• Problem requirements
Can you rename every "query" in the data below to "target" and write the data out again with nothing else changed and the pictures left out?

• Stored records
____

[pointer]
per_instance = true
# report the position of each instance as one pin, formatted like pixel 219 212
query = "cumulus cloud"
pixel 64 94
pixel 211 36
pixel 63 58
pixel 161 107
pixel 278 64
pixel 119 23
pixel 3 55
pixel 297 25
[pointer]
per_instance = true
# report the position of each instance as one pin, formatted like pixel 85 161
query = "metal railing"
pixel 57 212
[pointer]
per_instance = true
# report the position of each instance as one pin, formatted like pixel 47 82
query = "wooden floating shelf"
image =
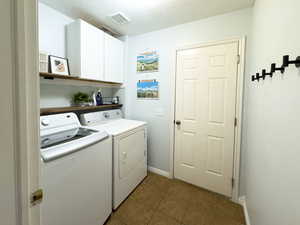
pixel 52 76
pixel 78 109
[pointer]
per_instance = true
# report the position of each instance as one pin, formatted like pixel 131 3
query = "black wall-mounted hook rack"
pixel 255 77
pixel 286 63
pixel 274 68
pixel 264 74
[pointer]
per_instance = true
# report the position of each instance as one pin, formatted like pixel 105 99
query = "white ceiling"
pixel 145 15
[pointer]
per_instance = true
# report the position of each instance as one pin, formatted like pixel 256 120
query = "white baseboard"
pixel 243 202
pixel 159 171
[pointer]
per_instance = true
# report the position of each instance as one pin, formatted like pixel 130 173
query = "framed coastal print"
pixel 147 61
pixel 58 65
pixel 147 89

____

• Solution
[pointer]
per_instance = true
# report the position of each instance as one pin, formatted like pixel 219 212
target = "cumulus cloud"
pixel 64 94
pixel 211 36
pixel 63 58
pixel 161 107
pixel 278 64
pixel 119 23
pixel 3 55
pixel 297 25
[pointer]
per_instance = true
# report the position of each instance as one pin, formatted like pixel 85 161
target = "metal railing"
pixel 57 212
[pointer]
per_instance = true
# report the position of each instance as one pin, formatted like pixel 47 82
target = "wooden floating shelf"
image =
pixel 52 76
pixel 78 109
[pointer]
per_instance = true
# report the position of each instance as one pin, formatted like pixel 131 3
target = "black wall-mounted hook rack"
pixel 255 77
pixel 286 63
pixel 274 68
pixel 264 74
[pointer]
per_instance = true
# report the position of each instance as one pin, formatted like pixel 105 99
target = "white ceiling"
pixel 145 15
[pointer]
per_instance = true
# report the position of each instance as one pin, formatted like pixel 256 120
target = "white baseboard"
pixel 243 202
pixel 159 171
[pointer]
per_instance = true
# report the position of each instance as one pin, formatted like pixel 130 173
target = "framed coastal print"
pixel 147 61
pixel 58 65
pixel 147 89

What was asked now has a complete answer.